**Document section:**
The partial shutdown of the federal government has entered its 16th day, and the nation is now on the brink of a default as the government’s borrowing authority ends tomorrow. On Tuesday, Fitch Ratings warned it could cut the the U.S. government’s AAA debt rating if a deal to raise the debt limit is not reached. In a statement, Fitch said, "The prolonged negotiations over raising the debt ceiling ... risks undermining confidence in the role of the U.S. dollar as the preeminent global reserve currency, by casting doubt over the full faith and credit of the U.S." The Senate appears to be moving closer to a deal to reopen the government and raise the debt limit, but the Republican-controlled House of Representatives failed twice Tuesday to produce its own plan. As lawmakers continue to debate a possible deal to reopen the government, the impact of the shutdown is being felt across the country. North Carolina has become the first state to halt its welfare program due to the shutdown. "It’s meant a lot of pain for a lot of Americans — infants that have lost support for nutrition, children that have been thrown out of Head Start, safety measures that are not taken because the weather buoys are no longer manned. The list can go on, and the effects accumulate each day," says Robert Borosage, founder and president of the Institute for America’s Future and co-director of its sister organization, the Campaign for America’s Future. He recently wrote an article for Reuters called "Tea Party Zealots Hold the Public Debate Hostage." We are also joined by Amanda Terkel , senior political Reporter and politics managing editor at The Huffington Post.
Amy Goodman: The partial shutdown of the federal government has entered its 16th day, and the nation is now on the brink of a default as the government’s borrowing authority ends tomorrow. On Tuesday, Fitch Ratings warned it could cut the U.S. government’AAA debt rating if a deal to raise the debt limit isn’t reached. In a statement, Fitch said, quote, "The prolonged negotiations over raising the debt ceiling ... risks undermining confidence in the role of the U.S. dollar as the preeminent global reserve currency, by casting doubt over the full faith and credit of the U.S."
The Senate appears to move closer to a deal to reopen the government and raise the debt limit, but the Republican-controlled House of Representatives failed twice Tuesday to produce its own plan. This is House Speaker John Boehner.
House Speaker John Boehner: Listen, we’re working with our members on a way forward and to make sure that we provide fairness to the American people.
Reporter 1: Mr. Speaker, can you guarantee to the American people Congress will not go past the deadline and push us into default?
House Speaker John Boehner: Listen, I have made clear for months and months that the idea of default is wrong, and we shouldn’t get anywhere close to it.
Unidentified: Last question?
Reporter 2: Mr. Speaker, will there be a vote today on the plan?
Unidentified: Right here.
Reporter 3: Are you going to vote today on this plan that would make some changes to the Senate bill, reopen the government [inaudible]—
House Speaker John Boehner: We’re—we’re talking with our members on both sides of the aisle to try to find a way to move forward today.
Amy Goodman: House Speaker John Boehner has refused to allow the House to vote on the Senate plan. Meanwhile, the Senate appears to be close to reaching a deal to keep the government funded through January 15th and the debt limit extended until February 7th. Senate Majority Leader Harry Reid criticized House Republicans for failing to reach its own agreement.

**Listed records:**

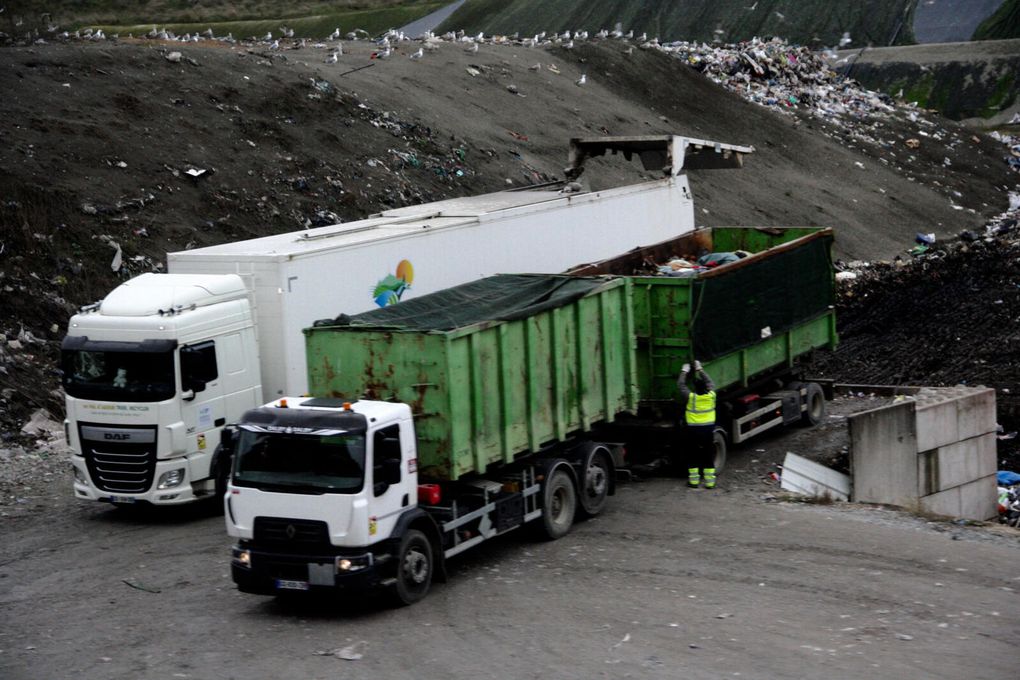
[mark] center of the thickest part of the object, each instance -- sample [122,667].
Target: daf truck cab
* * *
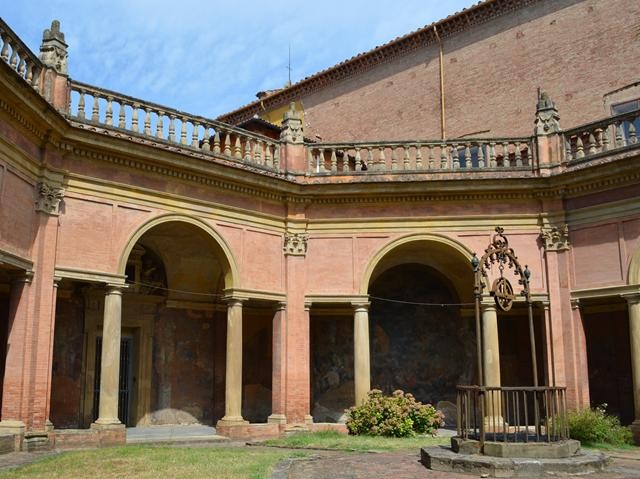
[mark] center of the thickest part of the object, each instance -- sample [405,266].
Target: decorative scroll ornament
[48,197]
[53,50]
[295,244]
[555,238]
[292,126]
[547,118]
---
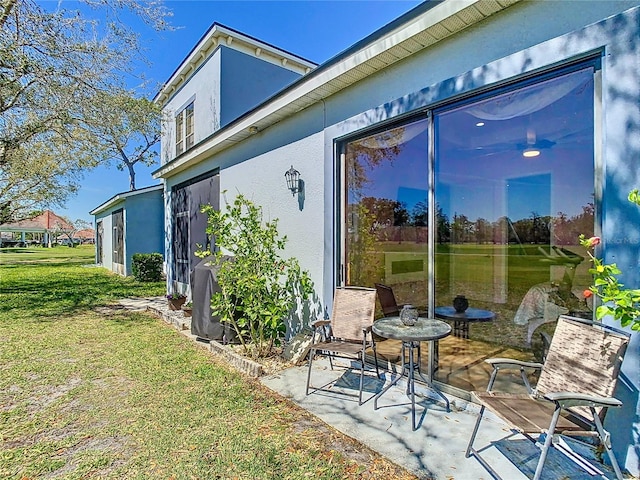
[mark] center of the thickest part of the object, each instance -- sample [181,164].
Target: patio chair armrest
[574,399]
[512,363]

**Your task:** Reproduce the shutdown transcript between "Reporter 2: Mr." and "its own agreement.", inclusive, replacing "aisle" with "divide". The entries above are separate material and are not part of the shutdown transcript.

**Answer to the task:**
Reporter 2: Mr. Speaker, will there be a vote today on the plan?
Unidentified: Right here.
Reporter 3: Are you going to vote today on this plan that would make some changes to the Senate bill, reopen the government [inaudible]—
House Speaker John Boehner: We’re—we’re talking with our members on both sides of the divide to try to find a way to move forward today.
Amy Goodman: House Speaker John Boehner has refused to allow the House to vote on the Senate plan. Meanwhile, the Senate appears to be close to reaching a deal to keep the government funded through January 15th and the debt limit extended until February 7th. Senate Majority Leader Harry Reid criticized House Republicans for failing to reach its own agreement.